Work instruction A ->
Say whether each statement agrees with the passage on Bosch fuel-cell stack recycling, answering yes or no and quoting the deciding words: (i) At least 95 percent of the platinum in fuel-cell stacks can be recovered. (ii) Hylane is a startup based in Munich. (iii) Bosch expects appreciable numbers of fuel cells to need recycling by 2030 at the latest.
Work instruction B ->
Write what comes next in the passage on Bosch fuel-cell stack recycling, starting after its final sentence.

Extract provided ->
□ □ □

Bosch is currently producing its fuel cell stacks. The German company is working on their evolution and, through the promotion of a circular economy model, those crucial components may cost significantly less in the future. More into details, almost all the platinum in fuel-cell stacks – at least 95 percent – can be recovered.

“By recycling, we can make the stacks more economical and at the same time reduce the carbon emissions associated with platinum mining,” said Thomas Pauer, the president of the Bosch Powertrain Solutions division. “We’re already laying the groundwork for recovering rare raw materials like platinum. Our estimates suggest that by 2030 at the latest, appreciable numbers of fuel cells will need recycling”.

Bosch fuel cell stacks and the agreement reached with Hylane

A first, important step in this direction is an agreement with the mobility provider Hylane, which provides for the repurchase of fuel-cell stacks by Bosch when their useful lives expire. Some of the hydrogen trucks leased by the Cologne-based startup feature Bosch fuel-cell power modules. In the long term, this model agreement could serve as a blueprint for further Bosch fuel-cell activities, both mobile and distributed, as well as for electrolysis stacks.

□ □ □

Records provided ->
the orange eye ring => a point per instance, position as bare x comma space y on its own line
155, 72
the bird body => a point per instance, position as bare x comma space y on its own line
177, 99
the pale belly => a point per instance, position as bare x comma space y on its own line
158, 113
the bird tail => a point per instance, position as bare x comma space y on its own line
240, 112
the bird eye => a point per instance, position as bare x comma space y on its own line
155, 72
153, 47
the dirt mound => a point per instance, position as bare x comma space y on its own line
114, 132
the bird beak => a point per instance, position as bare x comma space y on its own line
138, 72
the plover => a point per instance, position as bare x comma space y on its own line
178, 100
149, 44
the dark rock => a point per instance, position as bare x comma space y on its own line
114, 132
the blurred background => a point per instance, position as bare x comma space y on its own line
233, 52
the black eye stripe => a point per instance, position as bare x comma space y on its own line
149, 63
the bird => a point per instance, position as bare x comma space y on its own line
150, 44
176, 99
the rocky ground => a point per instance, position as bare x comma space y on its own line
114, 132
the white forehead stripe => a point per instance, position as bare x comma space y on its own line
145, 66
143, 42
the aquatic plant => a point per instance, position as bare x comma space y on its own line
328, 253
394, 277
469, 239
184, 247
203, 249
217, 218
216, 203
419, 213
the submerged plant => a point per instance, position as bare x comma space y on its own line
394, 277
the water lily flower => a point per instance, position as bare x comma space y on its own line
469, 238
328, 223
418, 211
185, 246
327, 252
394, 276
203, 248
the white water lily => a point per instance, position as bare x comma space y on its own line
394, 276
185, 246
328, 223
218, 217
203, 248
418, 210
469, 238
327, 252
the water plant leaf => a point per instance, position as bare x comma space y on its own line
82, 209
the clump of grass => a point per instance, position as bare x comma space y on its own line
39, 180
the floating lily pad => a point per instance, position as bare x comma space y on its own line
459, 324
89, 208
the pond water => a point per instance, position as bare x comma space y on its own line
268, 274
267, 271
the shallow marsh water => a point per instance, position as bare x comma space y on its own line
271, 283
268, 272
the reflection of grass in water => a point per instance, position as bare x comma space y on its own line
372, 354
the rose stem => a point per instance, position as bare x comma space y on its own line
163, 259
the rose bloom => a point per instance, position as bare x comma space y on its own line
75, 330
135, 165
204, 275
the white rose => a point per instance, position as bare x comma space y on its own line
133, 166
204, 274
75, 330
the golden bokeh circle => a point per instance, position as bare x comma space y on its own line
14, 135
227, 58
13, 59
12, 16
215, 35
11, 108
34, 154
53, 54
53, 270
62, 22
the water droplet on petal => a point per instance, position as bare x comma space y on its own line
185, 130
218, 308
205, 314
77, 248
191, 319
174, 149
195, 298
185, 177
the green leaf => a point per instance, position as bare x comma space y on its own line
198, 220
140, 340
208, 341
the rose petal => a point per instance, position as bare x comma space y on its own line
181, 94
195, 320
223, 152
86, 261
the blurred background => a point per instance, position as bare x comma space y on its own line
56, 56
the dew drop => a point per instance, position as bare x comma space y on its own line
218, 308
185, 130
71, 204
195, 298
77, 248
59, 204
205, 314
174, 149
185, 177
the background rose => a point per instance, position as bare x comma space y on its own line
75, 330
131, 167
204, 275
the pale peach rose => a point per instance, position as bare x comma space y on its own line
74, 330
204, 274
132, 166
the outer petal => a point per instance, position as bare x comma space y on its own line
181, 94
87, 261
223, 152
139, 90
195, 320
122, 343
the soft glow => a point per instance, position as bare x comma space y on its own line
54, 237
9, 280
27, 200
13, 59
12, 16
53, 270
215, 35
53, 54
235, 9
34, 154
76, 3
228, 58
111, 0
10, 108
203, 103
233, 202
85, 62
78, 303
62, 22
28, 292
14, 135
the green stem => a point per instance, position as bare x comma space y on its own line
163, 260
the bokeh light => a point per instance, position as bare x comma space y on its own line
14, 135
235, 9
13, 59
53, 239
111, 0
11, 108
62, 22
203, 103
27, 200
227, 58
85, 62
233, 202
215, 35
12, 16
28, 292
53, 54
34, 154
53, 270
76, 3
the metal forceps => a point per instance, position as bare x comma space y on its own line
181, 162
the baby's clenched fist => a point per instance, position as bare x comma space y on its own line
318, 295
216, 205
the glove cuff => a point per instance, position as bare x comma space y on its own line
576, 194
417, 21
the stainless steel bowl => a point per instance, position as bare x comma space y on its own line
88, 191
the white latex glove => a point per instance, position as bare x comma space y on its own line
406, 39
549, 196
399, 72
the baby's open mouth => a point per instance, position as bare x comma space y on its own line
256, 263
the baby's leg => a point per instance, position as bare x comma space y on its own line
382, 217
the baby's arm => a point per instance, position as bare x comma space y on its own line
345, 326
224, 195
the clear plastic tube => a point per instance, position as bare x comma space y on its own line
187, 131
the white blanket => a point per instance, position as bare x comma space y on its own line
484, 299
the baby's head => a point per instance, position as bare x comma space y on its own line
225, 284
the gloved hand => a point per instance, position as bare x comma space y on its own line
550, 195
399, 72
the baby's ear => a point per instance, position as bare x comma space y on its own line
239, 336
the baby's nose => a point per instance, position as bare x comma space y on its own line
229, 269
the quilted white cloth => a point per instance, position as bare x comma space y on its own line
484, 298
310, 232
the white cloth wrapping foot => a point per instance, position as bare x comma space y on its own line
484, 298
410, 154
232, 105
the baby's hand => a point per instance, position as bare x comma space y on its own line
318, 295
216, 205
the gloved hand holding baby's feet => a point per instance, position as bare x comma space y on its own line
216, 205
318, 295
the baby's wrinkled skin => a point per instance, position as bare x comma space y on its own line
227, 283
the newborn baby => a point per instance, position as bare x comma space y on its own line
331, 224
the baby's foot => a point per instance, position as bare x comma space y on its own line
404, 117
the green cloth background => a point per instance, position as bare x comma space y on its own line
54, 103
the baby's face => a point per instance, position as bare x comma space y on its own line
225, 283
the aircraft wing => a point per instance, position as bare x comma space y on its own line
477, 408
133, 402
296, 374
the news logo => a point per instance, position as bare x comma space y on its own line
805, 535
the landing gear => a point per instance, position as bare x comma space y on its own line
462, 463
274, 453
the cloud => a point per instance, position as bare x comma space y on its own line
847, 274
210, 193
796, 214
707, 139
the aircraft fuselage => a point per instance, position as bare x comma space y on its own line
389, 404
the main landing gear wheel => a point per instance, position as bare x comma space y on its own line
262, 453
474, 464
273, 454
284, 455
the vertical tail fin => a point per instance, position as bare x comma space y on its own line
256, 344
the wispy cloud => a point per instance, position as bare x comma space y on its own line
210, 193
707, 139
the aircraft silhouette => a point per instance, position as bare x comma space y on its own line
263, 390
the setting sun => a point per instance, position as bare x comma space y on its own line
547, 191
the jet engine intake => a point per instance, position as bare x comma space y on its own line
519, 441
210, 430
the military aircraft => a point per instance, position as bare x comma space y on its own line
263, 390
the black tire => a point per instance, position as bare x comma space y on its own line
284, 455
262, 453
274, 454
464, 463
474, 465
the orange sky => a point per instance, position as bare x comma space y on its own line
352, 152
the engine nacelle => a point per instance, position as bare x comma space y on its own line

□ □ □

Reply A ->
(i) Yes: "almost all the platinum in fuel-cell stacks – at least 95 percent – can be recovered."
(ii) No: "the Cologne-based startup."
(iii) Yes: "by 2030 at the latest, appreciable numbers of fuel cells will need recycling."

Reply B ->
Under the new model agreement with Hylane, Bosch is guaranteed an option to repurchase stacks for mobile applications. The stacks themselves will be recycled by a third-party company. In the subsequent production process, Bosch will use the platinum recovered for new Hylane stacks. “We’re proud to have reached this innovative model agreement with Bosch that gives it the option to repurchase retired fuel-cell stacks. To achieve a sustainable transformation in mobility, it’s important that we consider not only vehicle use on the roads but the entire vehicle lifecycle as well,” commented Sara Schiffer, the managing director of Hylane.

According to a 2021 study by the German Mineral Resources Agency, worldwide platinum demand could increase by some 20 percent by 2040 compared to 2018 production. For fuel-cell stacks in mobile applications, the use of platinum alone accounts for over 80 percent of the stack’s carbon footprint.